*** Data to process Section Begins ***

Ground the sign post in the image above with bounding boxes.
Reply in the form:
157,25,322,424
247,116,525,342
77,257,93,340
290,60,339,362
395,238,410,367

*** Data to process Section Ends ***

Work to be completed » Please repeat the material above word for word.

Exercise solution »
Ground the sign post in the image above with bounding boxes.
Reply in the form:
157,25,322,424
247,116,525,342
77,257,93,340
290,60,339,362
395,238,410,367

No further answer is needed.